(Beginning of Entries shown)
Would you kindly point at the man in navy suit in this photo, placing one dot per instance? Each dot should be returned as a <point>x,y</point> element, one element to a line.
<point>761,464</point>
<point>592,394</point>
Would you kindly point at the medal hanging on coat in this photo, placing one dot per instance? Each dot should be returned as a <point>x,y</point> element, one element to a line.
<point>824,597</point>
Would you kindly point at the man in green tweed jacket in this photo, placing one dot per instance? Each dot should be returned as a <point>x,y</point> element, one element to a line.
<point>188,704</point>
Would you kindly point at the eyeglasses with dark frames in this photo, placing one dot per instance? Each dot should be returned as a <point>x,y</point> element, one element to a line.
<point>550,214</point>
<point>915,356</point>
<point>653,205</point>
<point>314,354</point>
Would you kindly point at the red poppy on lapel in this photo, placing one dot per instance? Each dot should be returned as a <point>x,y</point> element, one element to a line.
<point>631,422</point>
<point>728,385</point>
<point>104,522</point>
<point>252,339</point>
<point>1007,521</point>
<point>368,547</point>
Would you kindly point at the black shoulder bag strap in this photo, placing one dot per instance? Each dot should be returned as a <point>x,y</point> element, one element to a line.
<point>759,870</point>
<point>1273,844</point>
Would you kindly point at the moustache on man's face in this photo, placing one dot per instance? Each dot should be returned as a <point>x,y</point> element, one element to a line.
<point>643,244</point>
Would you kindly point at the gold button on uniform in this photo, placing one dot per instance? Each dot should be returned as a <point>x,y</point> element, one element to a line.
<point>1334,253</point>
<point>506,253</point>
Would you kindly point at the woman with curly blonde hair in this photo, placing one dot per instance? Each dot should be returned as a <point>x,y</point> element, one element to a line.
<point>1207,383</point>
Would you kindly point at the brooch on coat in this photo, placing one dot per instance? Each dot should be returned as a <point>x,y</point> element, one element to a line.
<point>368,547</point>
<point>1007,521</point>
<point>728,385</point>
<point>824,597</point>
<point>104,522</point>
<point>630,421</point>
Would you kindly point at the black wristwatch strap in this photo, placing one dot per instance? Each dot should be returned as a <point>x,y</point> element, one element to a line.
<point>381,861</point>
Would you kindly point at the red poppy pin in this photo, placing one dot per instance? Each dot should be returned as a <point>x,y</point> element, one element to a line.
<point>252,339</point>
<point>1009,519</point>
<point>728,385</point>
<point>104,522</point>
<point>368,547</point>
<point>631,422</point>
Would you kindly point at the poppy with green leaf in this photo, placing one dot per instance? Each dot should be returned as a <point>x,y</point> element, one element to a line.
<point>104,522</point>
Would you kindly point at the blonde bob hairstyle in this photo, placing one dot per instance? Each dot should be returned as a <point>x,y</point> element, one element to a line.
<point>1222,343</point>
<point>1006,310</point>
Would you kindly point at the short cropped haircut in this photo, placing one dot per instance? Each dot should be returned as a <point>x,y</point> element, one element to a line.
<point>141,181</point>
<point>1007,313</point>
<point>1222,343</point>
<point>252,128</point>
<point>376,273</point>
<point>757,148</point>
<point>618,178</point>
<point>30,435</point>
(End of Entries shown)
* [Work order]: Would you restate the material word for word, leaving nothing out?

* [Solution for this problem]:
Would you kindly point at the man in navy suit in this photo, placing one dot per instance? Each dot should be returned as a <point>x,y</point> element, one element to a line.
<point>761,464</point>
<point>592,394</point>
Would you kindly point at the medal hanging on coat in this photo, placing one dot per instance? Each dot should be returned as a <point>x,y</point> element, one element to a line.
<point>824,597</point>
Would you kindly point at the man in green tweed jacket in this photo, placing one dot per instance? Each dot should be returned as a <point>x,y</point> element, one element to a line.
<point>188,704</point>
Would you kindly point at the eyeglasses with dark frames in this photo, placing one dot per instance? Each dot should be returned as a <point>x,y</point> element, one element to a line.
<point>550,214</point>
<point>915,356</point>
<point>653,205</point>
<point>314,354</point>
Would you kindly point at the red poppy on lapel in this photo, placing one dot per instance? Each dot should be returned as a <point>x,y</point> element, one element to a line.
<point>631,422</point>
<point>728,385</point>
<point>104,522</point>
<point>252,339</point>
<point>1007,521</point>
<point>368,547</point>
Would you kindly point at the black shoulder bag strap in this photo, placing one dot per instance? Each dot should be returned as a <point>x,y</point> element, one element to a line.
<point>759,870</point>
<point>1273,844</point>
Would you kindly point at the moustache on man's face in this photo, placing one dot per instance? Each dot should be returned as a <point>x,y</point> element, one element to a line.
<point>643,244</point>
Would you kindly point at the gold button on uniform in this photo, placing one dot per instance? Each dot should be returned as a <point>x,y</point> element, one element to a line.
<point>1334,253</point>
<point>506,253</point>
Would you kindly point at the woman with curly blonde hair in this photo, placing one dot per instance? Each dot should be returned as a <point>x,y</point> element, one element to a line.
<point>1207,383</point>
Would you kindly point at the brooch on coat in this photo, placing one dot per instance? Each dot should be returned as a <point>x,y</point> element, one element to a line.
<point>368,547</point>
<point>1007,521</point>
<point>728,385</point>
<point>824,597</point>
<point>104,522</point>
<point>630,421</point>
Would you kindly point at the black wristwatch strap in this photo, placing one dot per instance? Each dot should be returned as a <point>x,y</point> element, one element to a line.
<point>381,861</point>
Would you kindly point at the red poppy pin in this photo, placing one dot per instance? Each dot should be returned as a <point>x,y</point> element, one element to a line.
<point>252,339</point>
<point>1009,519</point>
<point>728,385</point>
<point>104,522</point>
<point>368,547</point>
<point>631,422</point>
Would you kindly point at the poppy with green leaf in this photo, placing one dot per instance? Each dot should be returned as a <point>x,y</point> element, one element to a line.
<point>104,522</point>
Would you kindly point at the blonde bob hairstyle in this photo, placing one dot per instance? Each dot should be returned as a <point>x,y</point> element, one element to a line.
<point>1222,343</point>
<point>1006,310</point>
Would you kindly point at the short cropped haircut in this photo, placing one dot per instance? Each dot should be returned as a <point>x,y</point> element, one element to a line.
<point>141,181</point>
<point>1007,313</point>
<point>1222,343</point>
<point>252,128</point>
<point>376,273</point>
<point>757,148</point>
<point>618,178</point>
<point>30,435</point>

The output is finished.